▶ **TÂCHES À FAIRE**:
**a)** Recopie mot pour mot le passage du texte sur l'organisation des entreprises, de "L’environnement économique est" à "le lendemain ?".
**b)** Donne la suite du texte sur l'organisation des entreprises en contexte incertain, après sa dernière phrase.

▶ **DOCUMENT SOURCE**:

____________________

Jeudi 20 Septembre 2012 - 16:27

L’environnement économique est un écosystème en perpétuelle mutation. Les révolutions technologiques successives ont fini par modeler les sociétés humaines sur des valeurs et des pratiques nouvelles. Régi par l’immédiateté des échanges, le monde dans lequel nous évoluons incite plus que jamais l’entreprise à être réactive : l’action doit être efficace et les résultats visibles. Quel mode d’organisation correspond à ce contexte inouï où ce qui est vrai un jour peut être invalidé le lendemain ?


Se mouvoir en contexte incertain : une économie de la turbulence
L’entreprise doit être souple, créative, réactive mais comment conserver l’esprit « start up » au-delà de 500, 1000 ou 5000 collaborateurs ? De la réponse à ces questions dépend la survie des entreprises dans une économie de la turbulence. On distingue généralement trois modes d’organisation : l’organisation pyramidale, l’organisation matricielle ou par projet et l’organisation en réseau.
 
Le premier mode d’organisation offre des repères clairs et un processus décisionnel efficace. Il n’est cependant pas propice à l’innovation et peut même être facteur de rigidité. Le second favorise la conduite des projets mais décourage parfois l’évolution personnelle. Assurément le dernier mode est le plus adapté à l’environnement d’aujourd’hui. Moins formaliste, l’organisation en réseau laisse plus d’initiative à l’individu, elle l’incite à des prises de décisions rapides. L’action peut être évaluée et corrigée dans un laps de temps réduit et, le cas échéant, la cible peut être ajustée.

____________________

▶ **DONNÉES EXTRAITES**:
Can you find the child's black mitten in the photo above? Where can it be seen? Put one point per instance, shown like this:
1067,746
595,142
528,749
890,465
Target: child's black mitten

____________________

▶ **TÂCHES RÉSOLUES**:
**a)**
L’environnement économique est un écosystème en perpétuelle mutation. Les révolutions technologiques successives ont fini par modeler les sociétés humaines sur des valeurs et des pratiques nouvelles. Régi par l’immédiateté des échanges, le monde dans lequel nous évoluons incite plus que jamais l’entreprise à être réactive : l’action doit être efficace et les résultats visibles. Quel mode d’organisation correspond à ce contexte inouï où ce qui est vrai un jour peut être invalidé le lendemain ?

**b)**
Est-il cependant possible pour une entreprise de grandir considérablement tout en gardant une structure en réseau ? C’est une première question. Le temps agit sur l’entreprise comme il agit sur l’homme et si les charmes de l’âge existent, il n’en reste pas moins que les risques existent bel et bien. Ainsi en va-t-il de la « prise de poids incontrôlée », des mauvaises habitudes contractées au fil du temps, des lourdeurs de fonctionnement et, pour achever ce portrait peu flatteur, de la faible capacité d’adaptation aux technologies.
 
Deuxième interrogation qui fait écho aux difficultés traversées par la Société Générale en  2009 : l’organisation en réseau est-elle capable de s’autoréguler ? Autrement dit, comment prévenir les abus d’électrons libres ? Plus de souplesse, signifie plus d’autonomie mais aussi moins de repères pour l’individu et plus de risques de surchauffe de l’ensemble de la structure. Comment conserver une cohérence dans l’action et la cohésion des équipes ? Un système en réseau, à l’instar d’un régime démocratique, offre plus de libertés. C’est une conquête, certes, mais cela ne doit pas devenir un nouveau far west pour autant.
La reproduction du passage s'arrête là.